Il Governo prevede per l’anno in corso di continuare a puntare sulle direttrici definite nel Patto per l’Export, ovvero:
- Attività di natura formativa/informativa e alle piattaforme digitali.
I membri della Cabina di Regia hanno concordato per la fase prossima l’avvio di una campagna straordinaria di comunicazione, multilingua e multicanale – attraverso un ampio utilizzo dei canali digitali in aggiunta ai media tradizionali – per sostenere le esportazioni italiane e l’internazionalizzazione del sistema economico nazionale nei settori maggiormente colpiti dalla crisi post Covid-19.
La strategia di comunicazione mira a promuovere le eccellenze italiane e le sue pluralità di forme di impresa, nei settori tradizionali del “Made in Italy” e nei comparti in cui la leadership produttiva e tecnologica italiana non è sufficientemente conosciuta. - Sviluppo di un programma di formazione dedicato alle piccole e medie imprese su competenze digitali, sugli strumenti di e-commerce e sull’internazionalizzazione, con particolare attenzione al rafforzamento delle capacità in questi ambiti anche per le realtà imprenditoriali del Mezzogiorno.
- Realizzazione di nuove iniziative di promozione integrata in grado di omogeneizzare la dimensione economico-commerciale, la proiezione della cultura italiana all’estero e la valorizzazione delle nostre eccellenze nel settore scientifico e dell’innovazione e dell’agroalimentare, in un’accezione nuova di “Italia in 3D” capace di diffondere presso le Autorità e le popolazioni straniere un’immagine aggiornata, corretta e completa del nostro Paese e delle sue molteplici affermazioni in più settori e tipologie di impresa.
Pertanto, verranno potenziati gli accordi già in vigore con le principali piattaforme straniere, con priorità assegnata alle piattaforme B2B, a più alto valore aggiunto e con maggiori potenzialità multisettoriali.

===============

> [Compiti proposti]
1. Ricopia il brano sul Patto per l'Export da "Pertanto, verranno potenziati" a "maggiori potenzialità multisettoriali.".
2. Prosegui il testo sul sostegno all'export italiano partendo dopo la sua ultima frase.

> [Estratto del dataset]
===============

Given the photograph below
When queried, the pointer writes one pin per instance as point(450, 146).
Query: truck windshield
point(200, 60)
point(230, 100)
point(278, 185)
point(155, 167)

===============

> [Risposte fornite]
1.
Pertanto, verranno potenziati gli accordi già in vigore con le principali piattaforme straniere, con priorità assegnata alle piattaforme B2B, a più alto valore aggiunto e con maggiori potenzialità multisettoriali.

2.
L’Agenzia ICE (Agenzia per la promozione all’estero e l’internazionalizzazione delle imprese italiane) fornirà servizi mirati alle imprese che si avvarranno di tali piattaforme, per migliorarne le performance a partire da un’analisi dei risultati della loro partecipazione alle vetrine virtuali sui marketplace. - Sostegno alle start-up ed i settori tecnologicamente innovativi nei loro processi di internazionalizzazione, attraverso strumenti mirati di finanza agevolata, anche a valere sul Fondo di Venture Capital, nonché promuovere gli incubatori di impresa in contesti particolarmente vocati allo sviluppo dell’innovazione, come la Silicon Valley.
Le start-up innovative potranno contare anche sul rifinanziamento del “Progetto Global Startup Program” dell’Agenzia ICE e dell’accompagnamento sui mercati attraverso la partecipazione mirata a eventi globali.
Le iniziative della fase di rilancio prevedono sia la ripresa delle fiere che l’uso delle risorse del piano Next Generation EU, su progettualità legate all’internazionalizzazione, alla “transizione verde” e alla transizione digitale.